Excerpt:
(begin)

E.J. Dionne makes an amateurish attempt to find hypocrisy among conservative justices in the Heller ruling:

Conservative justices claim that they defer to local authority. Not in this case. They insist that political questions should be decided by elected officials. Not in this case. They argue that they pay careful attention to the precise words of the Constitution. Not in this case.

It's true that conservative judicial philosophy is deferential to local governments when the Constitution doesn't specifically grant a given right to the people or forbid government from making a certain law. But it is totally different when the Constitution specifically prohibits government from regulating a given behavior. Just as the District of Columbia doesn't have the authority to censor what Dionne writes in his Washington Post column because of the First Amendment, the Second Amendment guarantees my individual right to keep and bear arms as a citizen of the District.

And it's hard to see how Dionne could have even glanced at Scalia's opinion and still concluded that it doesn't pay close attention to the precise words in the Constitution.

(end)

Shape boundary entries:
(begin)

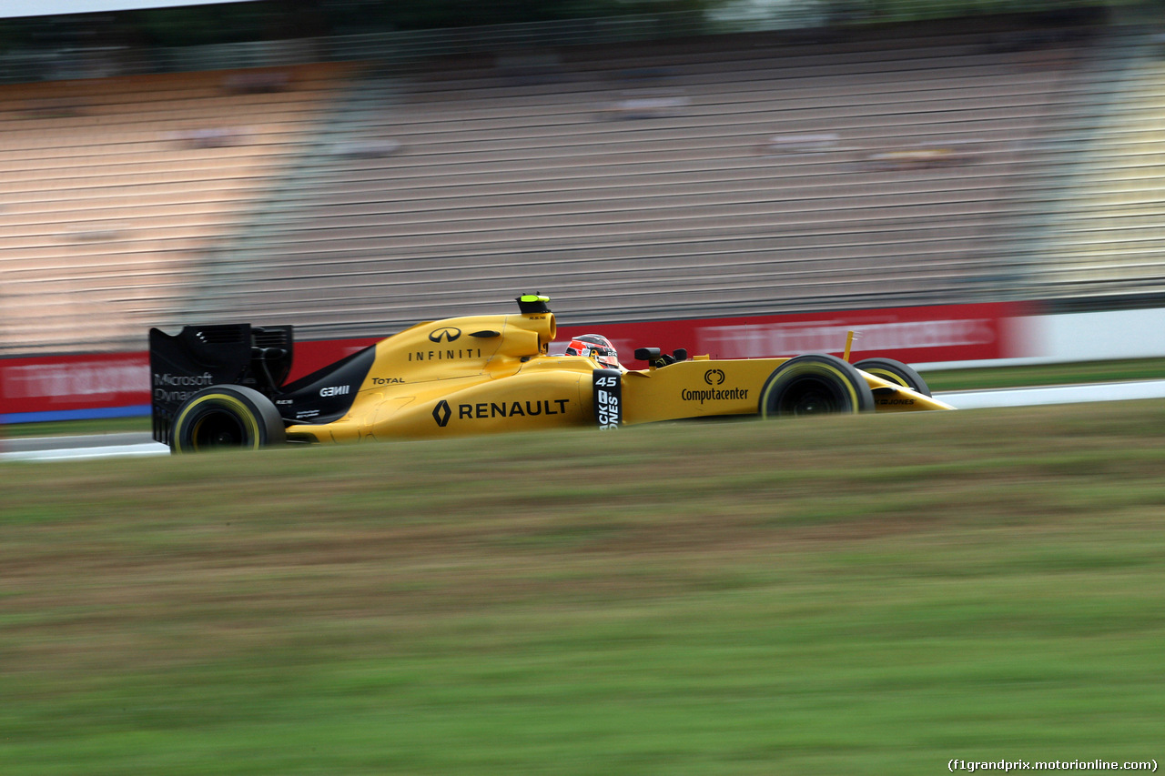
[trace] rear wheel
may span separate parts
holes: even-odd
[[[798,355],[782,364],[761,388],[761,417],[868,412],[874,394],[857,369],[835,355]]]
[[[170,450],[259,450],[287,440],[270,398],[245,386],[212,386],[188,398],[175,416]]]
[[[924,396],[931,395],[931,389],[926,385],[926,381],[923,380],[923,375],[918,374],[913,367],[906,366],[902,361],[895,361],[894,359],[864,359],[855,364],[854,368],[868,372],[869,374],[882,378],[887,382],[892,382],[896,386],[910,388],[915,393],[923,394]]]

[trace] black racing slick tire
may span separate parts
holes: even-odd
[[[923,380],[913,367],[895,361],[894,359],[864,359],[854,365],[854,368],[868,372],[876,378],[882,378],[887,382],[892,382],[924,396],[931,395],[930,386]]]
[[[789,359],[761,388],[761,417],[869,412],[874,394],[854,366],[835,355]]]
[[[275,403],[245,386],[211,386],[175,414],[170,451],[259,450],[287,442]]]

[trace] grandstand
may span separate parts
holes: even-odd
[[[1048,213],[1033,284],[1050,298],[1165,292],[1165,62],[1135,58]]]
[[[1088,44],[1010,40],[749,35],[370,75],[330,130],[395,153],[297,169],[202,310],[339,334],[516,289],[588,322],[984,298]]]
[[[193,281],[346,69],[0,85],[5,351],[139,340],[141,308]]]
[[[1072,177],[1080,147],[1060,141],[1123,56],[1094,33],[758,33],[0,86],[21,149],[3,162],[3,352],[137,347],[211,319],[380,336],[521,290],[580,324],[1022,296],[1052,207],[1032,192]]]

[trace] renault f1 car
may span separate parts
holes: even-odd
[[[643,347],[627,369],[602,338],[551,355],[548,297],[518,312],[417,324],[287,382],[291,326],[149,333],[154,438],[177,453],[722,416],[953,409],[911,367],[827,354],[689,358]],[[847,348],[848,355],[848,348]]]

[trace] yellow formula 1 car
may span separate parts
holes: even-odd
[[[174,452],[532,431],[678,418],[953,409],[909,366],[826,354],[687,358],[644,347],[629,371],[602,337],[551,355],[548,298],[514,315],[412,326],[284,385],[290,326],[150,330],[154,438]]]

(end)

In the excerpt on the Heller ruling, what claims does the quoted passage from Dionne attribute to conservative justices? These rows were drawn from a separate source.

Solution for this exercise:
- They defer to local authority.
- Political questions should be decided by elected officials.
- They pay careful attention to the precise words of the Constitution.